**Excerpt to read:**
▼▼▼
# 28rsds Towing Help



## Chris562 (Nov 29, 2007)

I bought a 28RSDS at the end of the summer and have only been able to tow it a couple of times. The dealer told me my 95 Chev 1500 Z71 would tow it fine but I have soon found out that at around 7100 fully loaded, wife, 2 kids, that I'm probably going to loose a tranny, engine, or both....especially if I want to pull it down to Gatlinburg going over Jellico and such. I have been looking for a good used TV, researching used diesels. It's hard to find a good used diesel with under 150K for under $10K so I've started looking at gassers. The v10 Fords, even with well over 150K are still expensive. I have come across a 96 Dodge 2500 club cab 4x2 with the V10 that has only 63K on it for $6900. It looks in really good shape, not ragged out at all. Does anyone have any experience with this setup or model year? I really need some help on this one because I just don't have the money to spend to upgrade my TV but I need something bigger.


----------



## johnp (Mar 15, 2004)

Hi and welcome

Good news is your engine will be fine but the bad news is that tranny should have been left in the old cars. With that trailer your tranny is on borrowed time. I had a 95 burb and fried mine towing a 26rs to Florida. If you want to keep the truck you could always put 4.10 gears in it and buy a tranny that was built with severe duty in mind and coolers. If your out truck shopping a few things to avoid. 99-03 Ford V-10,5.4.They like to blow out sparkplugs at 2 grand a pop. Also 03,04 6.0 Ford diesels lots of gremlins in them. Any of the big block gasser 3/4 ton should be fine but drink gas. The only thing I have heard about the Dodge v-10 is its a guzzler.

Good luck

John


----------



## rms0726ea (Aug 9, 2006)

Well I was in a similiar situation and blew the tranny out in my 96 Tahoe after 1 year of pulling a 30' TT. Camper dealers will tell you your truck will pull anything they sell. With you mentioning driving to Gatlinburg and the Smokie Mountains you will quickly heat up that tranny and start using some serious fuel. on average about twice that of a diesel. I know I am a diesel freak & pusher but I honestly believe you will be much better off if you can find one in your budget.

Here is a link to one for sale on Oklahoma. Not sure were you live and it is a couple of grand over the price range you mentioned. But if you blow a tranny or beef up your current one you are easily looking at 2-3K.

http://www.powerstrokenation.com/forums/sh...read.php?t=3042

I'll keep my eyes open for any good deals out there. Ditto to the advice John gave above....


----------



## ntputter17 (Aug 17, 2007)

I pull a 35' trailer with my Excursion V10 with a 4.30 rear end, and have had no, no problems......It's 2000 model and they can be had cheap. The plug issue is a "none" issue if they are torqued correctly. We do not use ours as a daily driver, but it gets @15 mpg normal driving and @8-10 mpg towing. Trans temp runs @175* towing. Switched all the fluids (oil, rear end, trans fluid) to Royal Purple and have never looked back. They make a very good tow vehicle and with the gas prices running high, they can be had for cheap.
▲▲▲
**Requirement A:** Please reproduce the towing thread above word for word, everything from "## rms0726ea (Aug" down to "John gave above....".

Excerpt from a dataset
▼▼▼
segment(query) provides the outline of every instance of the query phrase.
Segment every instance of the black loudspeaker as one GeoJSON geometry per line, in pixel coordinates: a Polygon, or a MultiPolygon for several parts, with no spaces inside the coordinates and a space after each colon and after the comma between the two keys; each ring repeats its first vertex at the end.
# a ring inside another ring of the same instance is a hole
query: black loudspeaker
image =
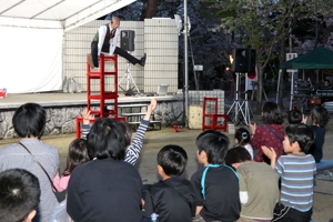
{"type": "Polygon", "coordinates": [[[125,51],[134,51],[135,32],[132,30],[122,30],[120,32],[120,47],[125,51]]]}
{"type": "Polygon", "coordinates": [[[233,72],[255,72],[255,50],[233,49],[231,71],[233,72]]]}

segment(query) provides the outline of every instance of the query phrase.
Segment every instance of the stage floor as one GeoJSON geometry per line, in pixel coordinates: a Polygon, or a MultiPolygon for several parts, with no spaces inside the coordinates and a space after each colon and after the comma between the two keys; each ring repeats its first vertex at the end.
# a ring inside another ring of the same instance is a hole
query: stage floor
{"type": "MultiPolygon", "coordinates": [[[[150,102],[152,97],[147,94],[135,94],[125,97],[119,93],[118,103],[138,103],[150,102]]],[[[157,95],[158,101],[181,101],[182,94],[157,95]]],[[[87,104],[87,92],[81,93],[63,93],[63,92],[47,92],[47,93],[23,93],[23,94],[7,94],[0,99],[0,109],[16,109],[27,102],[36,102],[43,107],[61,107],[61,105],[84,105],[87,104]]],[[[93,101],[92,103],[99,103],[93,101]]],[[[108,103],[108,102],[107,102],[108,103]]],[[[112,101],[110,101],[112,103],[112,101]]]]}

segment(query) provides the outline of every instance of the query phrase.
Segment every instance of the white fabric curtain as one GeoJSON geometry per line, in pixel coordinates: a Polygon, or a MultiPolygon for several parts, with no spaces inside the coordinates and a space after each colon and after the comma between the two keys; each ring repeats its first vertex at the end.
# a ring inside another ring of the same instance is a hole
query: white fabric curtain
{"type": "Polygon", "coordinates": [[[62,32],[0,27],[0,89],[8,93],[61,90],[62,32]]]}

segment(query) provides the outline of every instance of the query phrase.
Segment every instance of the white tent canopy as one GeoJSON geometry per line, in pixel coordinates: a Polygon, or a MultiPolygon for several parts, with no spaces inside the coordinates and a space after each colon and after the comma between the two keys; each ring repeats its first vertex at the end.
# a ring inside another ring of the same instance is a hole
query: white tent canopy
{"type": "Polygon", "coordinates": [[[60,90],[67,31],[135,0],[1,0],[0,89],[60,90]]]}
{"type": "Polygon", "coordinates": [[[135,0],[1,0],[0,26],[74,29],[135,0]]]}

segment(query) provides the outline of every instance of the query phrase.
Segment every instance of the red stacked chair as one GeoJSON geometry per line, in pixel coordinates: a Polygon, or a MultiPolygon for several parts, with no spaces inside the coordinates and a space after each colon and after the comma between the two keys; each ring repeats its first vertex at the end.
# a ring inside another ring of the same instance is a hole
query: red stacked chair
{"type": "Polygon", "coordinates": [[[226,114],[219,114],[218,113],[218,98],[203,98],[203,104],[202,104],[202,131],[204,130],[224,130],[226,131],[226,114]],[[213,103],[214,105],[214,112],[206,113],[206,105],[208,103],[213,103]],[[210,123],[205,123],[208,122],[210,123]],[[219,122],[221,122],[219,124],[219,122]]]}

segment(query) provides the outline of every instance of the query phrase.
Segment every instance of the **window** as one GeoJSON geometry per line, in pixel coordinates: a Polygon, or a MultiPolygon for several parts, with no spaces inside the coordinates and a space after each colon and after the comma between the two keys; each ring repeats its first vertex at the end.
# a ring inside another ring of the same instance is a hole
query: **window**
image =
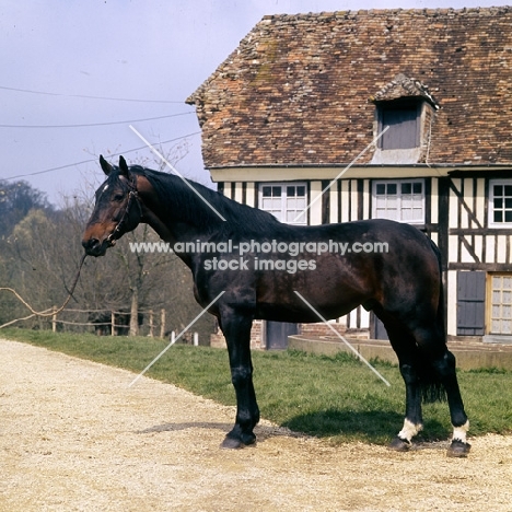
{"type": "Polygon", "coordinates": [[[260,185],[259,206],[281,222],[306,224],[306,186],[303,183],[260,185]]]}
{"type": "Polygon", "coordinates": [[[419,147],[421,107],[419,102],[394,101],[379,106],[379,132],[389,128],[379,139],[381,150],[404,150],[419,147]]]}
{"type": "Polygon", "coordinates": [[[489,225],[512,226],[512,179],[489,181],[489,225]]]}
{"type": "Polygon", "coordinates": [[[374,219],[391,219],[410,224],[424,222],[424,183],[422,179],[373,182],[374,219]]]}
{"type": "Polygon", "coordinates": [[[512,335],[512,274],[490,276],[489,334],[512,335]]]}

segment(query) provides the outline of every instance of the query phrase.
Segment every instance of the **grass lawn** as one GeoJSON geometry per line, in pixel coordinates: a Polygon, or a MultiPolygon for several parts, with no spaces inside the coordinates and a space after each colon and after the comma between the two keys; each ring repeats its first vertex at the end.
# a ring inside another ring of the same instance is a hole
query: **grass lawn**
{"type": "MultiPolygon", "coordinates": [[[[3,329],[0,336],[135,373],[140,373],[167,345],[151,338],[16,328],[3,329]]],[[[261,416],[280,426],[329,438],[334,443],[352,440],[387,443],[402,428],[405,388],[397,366],[374,362],[392,384],[387,387],[349,354],[254,351],[253,362],[261,416]]],[[[175,345],[147,375],[221,404],[235,405],[225,350],[175,345]]],[[[512,372],[459,371],[458,377],[470,434],[511,433],[512,372]]],[[[424,431],[418,440],[444,440],[451,435],[446,403],[424,405],[423,418],[424,431]]]]}

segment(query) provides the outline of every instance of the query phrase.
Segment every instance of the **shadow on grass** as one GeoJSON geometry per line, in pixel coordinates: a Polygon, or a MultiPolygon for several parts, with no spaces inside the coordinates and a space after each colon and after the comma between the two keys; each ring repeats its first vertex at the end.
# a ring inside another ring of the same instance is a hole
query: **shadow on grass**
{"type": "MultiPolygon", "coordinates": [[[[365,441],[388,443],[402,429],[404,416],[392,410],[337,410],[327,409],[295,416],[283,422],[290,430],[316,438],[334,438],[334,441],[365,441]]],[[[451,430],[437,420],[424,421],[423,431],[415,438],[430,442],[445,440],[451,430]]]]}
{"type": "MultiPolygon", "coordinates": [[[[404,417],[395,411],[350,411],[329,409],[295,416],[281,427],[258,424],[255,434],[258,442],[276,437],[330,438],[335,443],[362,441],[375,444],[387,444],[402,429],[404,417]]],[[[176,432],[182,430],[205,429],[219,430],[226,434],[233,423],[213,421],[168,422],[139,430],[137,434],[176,432]]],[[[446,441],[451,430],[437,420],[427,420],[424,430],[415,438],[417,443],[446,441]]]]}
▲▲▲
**Requirement B:** Count how many lines of the entries above contain the word "window", and reply with the number alone.

**Exercise response A:**
## rms0726ea (Aug 9, 2006)

Well I was in a similiar situation and blew the tranny out in my 96 Tahoe after 1 year of pulling a 30' TT. Camper dealers will tell you your truck will pull anything they sell. With you mentioning driving to Gatlinburg and the Smokie Mountains you will quickly heat up that tranny and start using some serious fuel. on average about twice that of a diesel. I know I am a diesel freak & pusher but I honestly believe you will be much better off if you can find one in your budget.

Here is a link to one for sale on Oklahoma. Not sure were you live and it is a couple of grand over the price range you mentioned. But if you blow a tranny or beef up your current one you are easily looking at 2-3K.

http://www.powerstrokenation.com/forums/sh...read.php?t=3042

I'll keep my eyes open for any good deals out there. Ditto to the advice John gave above....

**Exercise response B:** 2